## Texto de lectura

“Métete esto en la cabeza de una puta vez: tú no piensas, sólo obedeces; tú no actúas, sólo ejecutas; tú no decides, sólo cumples; tú vas a ser mi mano en el cuello de ese hijo de puta, y mi voz va a ser la del camarada Stalin, y Stalin piensa por nosotros...”
“Dos ladrillos y se vino abajo: el gigante tenía los pies de barro y sólo se había sostenido gracias al terror y la mentira...”
Leonardo Padura, “El hombre que amaba los perros”
La izquierda es hija de la modernidad. Nace de la convicción de que las ideas pueden cambiar a la sociedad, que ésta no es resultado de ninguna ley divina y que los hombres pueden darse sus propias reglas. El hecho de que el término se haya acuñado en los albores de la Revolución Francesa lo dice todo. Por eso, quienes hablan de “izquierda moderna” como elemento de distinción no se refieren a una época histórica y cultural de la humanidad, sino al contraste con la tradición y la historia reciente. En realidad están hablando de “actualidad” y con ello marcan un punto de inflexión con el pasado; “modernidad”, pues, en su sentido coloquial.
El adjetivo “moderna” debe entenderse como un deslinde, y responde a la necesidad de diferenciarse. ¿De qué, de quiénes? De concepciones y prácticas, algunas rebasadas otras perversas, que se han dado y se dan en el seno de la izquierda, así como de quienes las representan y llevan a cabo. Para ver la pertinencia de la distinción, es necesario tener perspectiva histórica y así reconocer lo “viejo”, aquello de lo que se reniega, y entender la propuesta de renovación que se hace.
Hace más de dos décadas que cayó el Muro de Berlín y, sin embargo, no todos en la izquierda han sacado las conclusiones necesarias. El llamado “socialismo real” fue un fraude trágico para millones de personas. Los ideales y valores que inspiraron la Revolución de Octubre fueron negados de manera ostensible y atroz en dichas sociedades. En nombre de “La Justicia” -entendida como igualdad y en la que, como apuntó con sorna George Orwell, había unos más iguales que otros- reprimieron libertades e impusieron dictaduras, en muchos casos vitalicias.

## Enunciado
Continúa el texto sobre la izquierda moderna a partir de su última oración. Lo que viene a continuación es material aparte, sin relación con el texto.

## Entradas
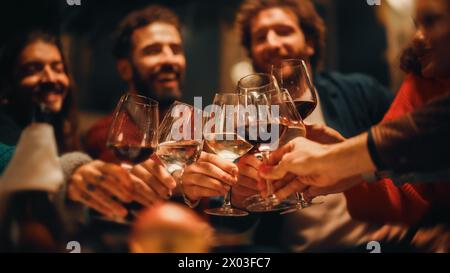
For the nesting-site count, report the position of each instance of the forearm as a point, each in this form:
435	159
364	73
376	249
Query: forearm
350	158
415	142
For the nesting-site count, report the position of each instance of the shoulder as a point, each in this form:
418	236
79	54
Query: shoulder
354	84
101	125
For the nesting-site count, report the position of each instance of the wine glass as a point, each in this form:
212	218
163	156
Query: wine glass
223	138
133	133
264	129
257	82
293	75
180	138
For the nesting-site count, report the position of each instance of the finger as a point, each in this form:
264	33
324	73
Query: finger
148	178
248	171
101	197
276	156
248	183
249	160
76	195
195	192
274	172
108	183
160	173
222	164
209	170
195	179
143	193
118	173
293	187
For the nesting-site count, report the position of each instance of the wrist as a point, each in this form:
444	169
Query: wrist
350	157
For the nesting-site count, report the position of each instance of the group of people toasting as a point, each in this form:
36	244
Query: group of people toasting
313	133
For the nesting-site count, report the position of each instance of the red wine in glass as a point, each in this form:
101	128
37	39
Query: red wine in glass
305	107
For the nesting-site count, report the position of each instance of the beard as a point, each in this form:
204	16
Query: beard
146	85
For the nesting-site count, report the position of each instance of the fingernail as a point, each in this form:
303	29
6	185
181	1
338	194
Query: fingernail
264	168
234	172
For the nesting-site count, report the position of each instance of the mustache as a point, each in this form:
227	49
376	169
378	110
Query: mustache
43	88
167	68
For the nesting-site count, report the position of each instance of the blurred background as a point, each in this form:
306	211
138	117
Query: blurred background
360	38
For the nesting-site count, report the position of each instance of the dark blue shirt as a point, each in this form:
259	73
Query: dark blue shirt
352	103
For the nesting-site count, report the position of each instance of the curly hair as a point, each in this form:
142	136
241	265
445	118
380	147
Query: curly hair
137	19
65	122
309	20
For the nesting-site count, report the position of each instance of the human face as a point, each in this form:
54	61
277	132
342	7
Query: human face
431	41
41	76
158	61
276	35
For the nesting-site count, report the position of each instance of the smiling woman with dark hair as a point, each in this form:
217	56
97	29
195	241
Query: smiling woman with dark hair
35	86
34	74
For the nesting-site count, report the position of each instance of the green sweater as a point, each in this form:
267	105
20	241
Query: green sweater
6	153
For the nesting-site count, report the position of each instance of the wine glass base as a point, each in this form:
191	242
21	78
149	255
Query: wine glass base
268	206
224	211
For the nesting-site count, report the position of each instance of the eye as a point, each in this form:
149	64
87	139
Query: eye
152	49
31	69
259	36
176	49
283	30
58	67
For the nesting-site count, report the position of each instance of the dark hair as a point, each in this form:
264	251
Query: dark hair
310	22
65	122
409	62
137	19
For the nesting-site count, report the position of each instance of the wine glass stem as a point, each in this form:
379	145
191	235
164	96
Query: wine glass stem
126	166
227	200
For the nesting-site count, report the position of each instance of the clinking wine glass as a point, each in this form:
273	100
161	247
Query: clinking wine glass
180	138
133	133
293	75
264	130
222	136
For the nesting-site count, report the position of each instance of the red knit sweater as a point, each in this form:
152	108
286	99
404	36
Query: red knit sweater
383	202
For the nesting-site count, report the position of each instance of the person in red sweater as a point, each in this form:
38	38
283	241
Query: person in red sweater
385	202
428	63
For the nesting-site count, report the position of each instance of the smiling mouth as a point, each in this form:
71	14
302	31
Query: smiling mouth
167	77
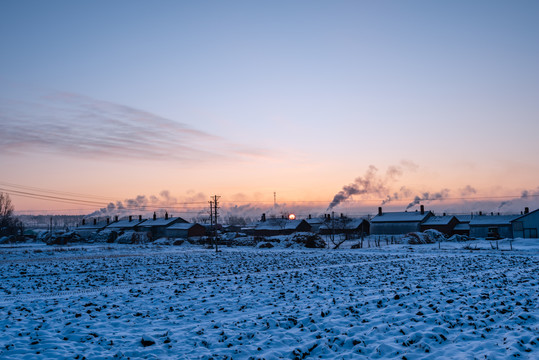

## Respuesta
Ahora bien, las deficiencias e incongruencias del “socialismo real” no absuelven al capitalismo de sus males, como con mucho acierto decía el gran filósofo y teórico marxista Adolfo Sánchez Vázquez. Combatirlos para construir un mundo distinto y mejor sigue siendo una aspiración no sólo legítima sino necesaria y apremiante. Pero para hacerlo es necesario aprender las lecciones de esa traumática experiencia histórica que desengañó a muchos hombres y mujeres que, en no pocos casos, descubrieron que habían estado dispuestos a dar su vida por una impostura.
Por supuesto que hay que guardar proporciones, pero es indudable que muchos vicios del estalinismo también se sintieron en sectores importantes de la izquierda mexicana -como en la de todo el mundo- y se mantuvieron después de haber abjurado del “Padrecito de los pueblos” cuando Jruschov dio a conocer sus crímenes en el XX Congreso del Partido Comunista de la URSS.
Algunos de esos vicios, por cierto, también se dieron en el llamado “Partido de Estado” y su “Presidencia Imperial” que gobernó durante 70 años el país, y que ahora regresa al poder tras 12 años de una alternancia decepcionante.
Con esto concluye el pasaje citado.